# [Written exercise]
Extend the passage about NATO below, picking up right after its last sentence.

# [Document text]
==============================

NATO (the North Atlantic Treaty Organization) is known primarily as a military alliance—and understandably so. Military deterrence is NATO’s core mission, ensuring the security and defending the territory of the alliance’s 32 member states and 980 million people. However, that’s not NATO’s only mission. Perhaps NATO’s most underappreciated contribution to its members and the rest of the free world is its role in spreading prosperity and promoting economic freedom.
Last Chance
Before digging into NATO’s lesser-known mission, it’s important to establish that, despite their misuse over the centuries, armies can actually help preserve liberty and promote prosperity.
No less an authority on economic liberty than Adam Smith—recognizing that “a wealthy nation is…the most likely to be attacked”—observed that “the first duty of the sovereign, that of protecting the society from the violence and invasion of other independent societies, can be performed only by means of a military force”; that “the military force of the society” should be maintained “even in time of peace”; and that armaments are “favorable both to the permanency and to the extension of civilization.”
In short, investment in defense is a primary duty of government. It’s not only a hedge against the destruction brought about by war, against violence and invasion, against those who would roll back civilization. It’s a necessity. Just as our cities cannot function without police, our civilization cannot long survive without armies.
Some of Smith’s contemporaries—including many of America’s Founding Fathers—would challenge the notion that armies can serve as a bulwark for liberty. Several founders openly warned that standing armies threaten liberty. Such worries were understandable given the history they learned and indeed the history they lived: King George III’s army literally trampled the liberties of the colonies. But opposition to standing armies was not a consensus view among the founders. President George Washington, echoing Smith, argued that a standing army—limited in size and under civilian authority—was “indispensably necessary” to discourage attacks on the frontier, “protect our trade,” “prevent the encroachment of our neighbors” and “guard us at least from surprises.”
What do Smith’s and Washington’s observations have to do with NATO?
To borrow from Washington, the civilian-led militaries of NATO have deterred attacks, protected trade, prevented encroachment, guarded against surprises and protected our liberty from external threat.
To borrow Smith’s term, NATO is a collection of wealthy nations. Since 1949, the sovereign authorities of those nations have recognized that they are stronger together than apart; that a collective-defense alliance can help protect their societies from invasion; and that prudent investments in defensive arms can deter their enemies and preserve their civilization. Indeed, as he took the reins as NATO’s first military commander, Gen. Dwight Eisenhower called NATO “the last remaining chance for the survival of Western civilization.”
Bluster and Alarm
To be sure, public resources are sometimes wasted in the process of equipping armies and deterring aggression. Eisenhower worried about the growing size of “the military-industrial complex,” and we’ve all heard about the Pentagon’s “$600 hammer.” However, it could be argued that NATO helps save resources.
First and foremost, NATO’s purpose is to deter war—a human action that devours resources. In addition, the alliance promotes military-to-military interoperability and efficiencies, shares the burdens and costs of security, encourages a division of labor, allows members to play niche roles, and avoids duplication of production. For instance, the NATO nuclear umbrella, provided by just three members, reassures the other 29 that they need not expend resources developing, deploying, stockpiling and maintaining nuclear weapons.

==============================

Pointing and labeling entries
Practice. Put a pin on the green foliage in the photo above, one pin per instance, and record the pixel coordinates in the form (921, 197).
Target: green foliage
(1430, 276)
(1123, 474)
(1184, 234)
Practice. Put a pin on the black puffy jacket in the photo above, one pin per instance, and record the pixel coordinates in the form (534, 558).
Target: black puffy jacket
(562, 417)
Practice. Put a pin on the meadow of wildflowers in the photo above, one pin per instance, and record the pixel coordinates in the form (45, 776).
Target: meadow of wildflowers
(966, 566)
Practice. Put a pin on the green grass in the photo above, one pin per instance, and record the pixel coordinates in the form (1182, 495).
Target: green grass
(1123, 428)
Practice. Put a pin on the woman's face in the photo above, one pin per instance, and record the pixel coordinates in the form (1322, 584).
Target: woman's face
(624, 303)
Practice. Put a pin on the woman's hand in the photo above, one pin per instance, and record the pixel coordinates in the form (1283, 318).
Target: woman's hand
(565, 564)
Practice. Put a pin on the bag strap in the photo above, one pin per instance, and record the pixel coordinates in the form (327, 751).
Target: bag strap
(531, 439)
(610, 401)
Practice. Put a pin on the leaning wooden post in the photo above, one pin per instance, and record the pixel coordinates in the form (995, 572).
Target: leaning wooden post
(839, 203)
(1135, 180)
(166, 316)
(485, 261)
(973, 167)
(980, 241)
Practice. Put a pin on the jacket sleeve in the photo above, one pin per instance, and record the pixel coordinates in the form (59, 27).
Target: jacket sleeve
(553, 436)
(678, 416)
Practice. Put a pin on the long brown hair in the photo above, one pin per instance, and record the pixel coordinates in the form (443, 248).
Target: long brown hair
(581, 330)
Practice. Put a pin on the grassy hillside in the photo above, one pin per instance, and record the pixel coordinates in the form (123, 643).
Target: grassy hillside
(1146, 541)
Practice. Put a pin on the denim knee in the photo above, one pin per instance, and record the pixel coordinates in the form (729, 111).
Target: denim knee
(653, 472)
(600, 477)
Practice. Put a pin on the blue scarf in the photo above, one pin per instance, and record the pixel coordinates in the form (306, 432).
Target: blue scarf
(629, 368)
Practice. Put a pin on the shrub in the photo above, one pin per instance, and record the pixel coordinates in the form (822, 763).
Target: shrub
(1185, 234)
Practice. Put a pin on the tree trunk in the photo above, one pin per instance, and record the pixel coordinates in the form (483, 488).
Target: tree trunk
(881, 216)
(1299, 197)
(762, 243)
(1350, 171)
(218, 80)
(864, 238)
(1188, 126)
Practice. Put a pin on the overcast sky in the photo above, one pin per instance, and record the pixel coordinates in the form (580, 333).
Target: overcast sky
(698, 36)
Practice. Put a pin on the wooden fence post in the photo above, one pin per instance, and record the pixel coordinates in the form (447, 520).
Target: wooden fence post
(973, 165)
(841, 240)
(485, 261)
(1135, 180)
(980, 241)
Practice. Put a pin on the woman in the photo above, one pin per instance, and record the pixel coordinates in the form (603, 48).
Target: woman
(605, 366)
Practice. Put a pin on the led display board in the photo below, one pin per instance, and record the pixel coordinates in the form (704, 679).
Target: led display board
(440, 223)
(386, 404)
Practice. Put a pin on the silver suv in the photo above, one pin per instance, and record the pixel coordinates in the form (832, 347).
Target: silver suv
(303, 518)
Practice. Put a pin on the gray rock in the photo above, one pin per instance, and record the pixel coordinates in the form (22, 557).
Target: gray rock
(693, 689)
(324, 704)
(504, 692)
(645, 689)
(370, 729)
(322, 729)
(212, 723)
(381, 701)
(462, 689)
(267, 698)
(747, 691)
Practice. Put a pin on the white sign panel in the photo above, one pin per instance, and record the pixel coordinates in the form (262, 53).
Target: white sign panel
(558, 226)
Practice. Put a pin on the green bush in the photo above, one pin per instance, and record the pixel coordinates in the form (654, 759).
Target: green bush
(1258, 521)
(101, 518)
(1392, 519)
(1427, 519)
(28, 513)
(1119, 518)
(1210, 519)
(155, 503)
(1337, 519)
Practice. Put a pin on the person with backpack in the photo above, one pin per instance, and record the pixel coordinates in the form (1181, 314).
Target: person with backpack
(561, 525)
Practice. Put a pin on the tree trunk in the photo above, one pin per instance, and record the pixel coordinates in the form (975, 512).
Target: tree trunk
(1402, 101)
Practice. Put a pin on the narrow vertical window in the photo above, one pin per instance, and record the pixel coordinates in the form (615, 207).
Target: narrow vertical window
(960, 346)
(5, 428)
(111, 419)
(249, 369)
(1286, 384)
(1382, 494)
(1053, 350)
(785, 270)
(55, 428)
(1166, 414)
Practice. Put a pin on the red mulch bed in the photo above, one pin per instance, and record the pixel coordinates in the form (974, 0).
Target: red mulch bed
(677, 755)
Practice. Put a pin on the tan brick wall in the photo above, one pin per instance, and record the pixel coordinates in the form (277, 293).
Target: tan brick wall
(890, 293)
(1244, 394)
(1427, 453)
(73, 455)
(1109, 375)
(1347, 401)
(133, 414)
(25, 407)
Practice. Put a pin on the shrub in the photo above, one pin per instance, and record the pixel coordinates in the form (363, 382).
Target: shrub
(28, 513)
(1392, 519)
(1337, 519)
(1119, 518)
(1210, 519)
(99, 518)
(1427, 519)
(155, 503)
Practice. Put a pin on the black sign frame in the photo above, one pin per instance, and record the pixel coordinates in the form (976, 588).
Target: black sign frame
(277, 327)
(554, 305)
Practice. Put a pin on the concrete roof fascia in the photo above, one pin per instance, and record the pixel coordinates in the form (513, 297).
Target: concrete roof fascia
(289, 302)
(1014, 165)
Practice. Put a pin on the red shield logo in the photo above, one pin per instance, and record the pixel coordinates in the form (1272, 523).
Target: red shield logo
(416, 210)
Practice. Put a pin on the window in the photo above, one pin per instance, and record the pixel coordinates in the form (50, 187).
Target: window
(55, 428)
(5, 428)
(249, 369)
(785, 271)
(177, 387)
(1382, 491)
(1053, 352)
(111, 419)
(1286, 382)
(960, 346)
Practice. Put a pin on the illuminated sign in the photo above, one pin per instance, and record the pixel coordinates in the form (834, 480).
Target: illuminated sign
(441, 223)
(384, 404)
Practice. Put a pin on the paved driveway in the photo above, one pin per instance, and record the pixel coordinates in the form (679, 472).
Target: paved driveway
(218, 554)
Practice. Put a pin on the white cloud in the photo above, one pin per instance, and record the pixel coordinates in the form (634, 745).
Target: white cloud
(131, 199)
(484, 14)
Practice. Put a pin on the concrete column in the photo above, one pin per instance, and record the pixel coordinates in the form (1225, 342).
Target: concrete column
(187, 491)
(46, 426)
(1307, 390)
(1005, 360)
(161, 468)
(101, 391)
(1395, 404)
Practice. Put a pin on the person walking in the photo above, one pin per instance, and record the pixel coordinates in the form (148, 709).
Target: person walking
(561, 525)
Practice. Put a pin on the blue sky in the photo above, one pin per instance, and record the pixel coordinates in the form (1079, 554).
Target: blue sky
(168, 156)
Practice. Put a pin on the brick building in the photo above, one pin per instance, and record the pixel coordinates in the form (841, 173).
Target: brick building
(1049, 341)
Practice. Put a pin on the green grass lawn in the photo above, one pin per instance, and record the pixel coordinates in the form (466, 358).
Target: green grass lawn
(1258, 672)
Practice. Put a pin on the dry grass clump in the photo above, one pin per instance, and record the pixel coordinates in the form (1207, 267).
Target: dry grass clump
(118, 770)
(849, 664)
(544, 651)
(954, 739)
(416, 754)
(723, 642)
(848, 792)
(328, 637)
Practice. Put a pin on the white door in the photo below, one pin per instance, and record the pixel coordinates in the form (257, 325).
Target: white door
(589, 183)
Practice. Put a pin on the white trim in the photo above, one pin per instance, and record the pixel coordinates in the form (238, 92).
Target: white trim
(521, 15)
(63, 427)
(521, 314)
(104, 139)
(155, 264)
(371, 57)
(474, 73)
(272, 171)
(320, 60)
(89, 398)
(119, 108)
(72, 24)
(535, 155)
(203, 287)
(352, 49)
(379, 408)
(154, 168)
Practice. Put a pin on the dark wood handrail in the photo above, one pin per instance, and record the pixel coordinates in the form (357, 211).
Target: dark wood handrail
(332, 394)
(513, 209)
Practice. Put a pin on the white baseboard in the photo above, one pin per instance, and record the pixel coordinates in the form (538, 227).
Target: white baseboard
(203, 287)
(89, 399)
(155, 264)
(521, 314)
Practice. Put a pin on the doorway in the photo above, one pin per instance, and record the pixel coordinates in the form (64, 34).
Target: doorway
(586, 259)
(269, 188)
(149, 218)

==============================

# [Result for this task]
Eisenhower’s words about the survival of civilization—and NATO’s record in the intervening decades—underscore why many on both sides of the Atlantic have reacted with alarm to President Donald Trump’s positions. Trump has dismissed NATO as “obsolete,” proposed withdrawing from NATO, threatened NATO members and invited Putin’s henchmen “to do whatever the hell they want” to members that don’t “contribute their fair share.”
Whether triggered by Washington’s bluster or Moscow’s aggression—probably a little of both—America’s allies have gotten the message that there’s no room in NATO for free-riders. In the past decade, allies in Europe and Canada have increased defense spending 106 per cent. The U.S. share of NATO military spending has fallen from 72 per cent to 60 per cent.
Origin Story
To get a sense of how intertwined liberal economic principles and NATO are, look at the documents that serve as the intellectual infrastructure of the alliance.
One of those documents is the Atlantic Charter. Drafted by President Franklin Roosevelt and Prime Minister Winston Churchill in 1941, the Charter is arguably NATO’s foundation stone—and undeniably NATO’s north star.
The Charter declared the right of all nations “to traverse the high seas and oceans without hindrance,” promised “all states…access, on equal terms, to the trade and to the raw materials of the world, which are needed for their economic prosperity,” and called for “the fullest collaboration between all nations in the economic field.”
If economic nationalism and closed-off markets helped sow the seeds of war, Roosevelt and Churchill reasoned, then the postwar world would need to be shaped by free trade, access to raw materials, freedom of the seas and a more open economic system. “One of the preconditions of any lasting peace will have to be the greatest possible freedom of trade” and “markets open for healthy competition,” Roosevelt argued.
Yet Roosevelt and Churchill recognized that the free world needed more than free trade to build some semblance of peace. Trade between nations is inherently a good thing, and it sets conditions for peace between nations. As Walker Wright pointed out in last year’s Economic Freedom of the World Report, “An abundance… of empirical studies have shown Bastiat, Mill and Cobden to be correct: trade indeed reduces interstate military conflict.” (NATO itself is proof of that, as discussed below.)
However, trade alone is not an inoculation against military conflict. Consider the surging trade flows ahead of the First World War: French iron-ore exports to Germany grew 60-fold in the 13 years before the Great War. In 1914, Britain accounted for more than 14 per cent of Germany’s exports. British exports to continental Europe swelled by 88 per cent between 1900 and 1913, German exports to Britain by 69 per cent. Then came the summer of 1914.
In short, while trade is an important ingredient for peace, shared political values are as well. The Atlantic Charter defined some of those values: “the right of all peoples to choose the form of government under which they will live”; a commitment to “no aggrandizement, territorial or other” and “no territorial changes that do not accord with the freely expressed wishes of the peoples concerned”; the “disarmament” of “nations which threaten, or may threaten, aggression”; and an ecosystem that affords “all nations the means of dwelling in safety within their own boundaries” and all people the opportunity to “live out their lives in freedom from fear and want.”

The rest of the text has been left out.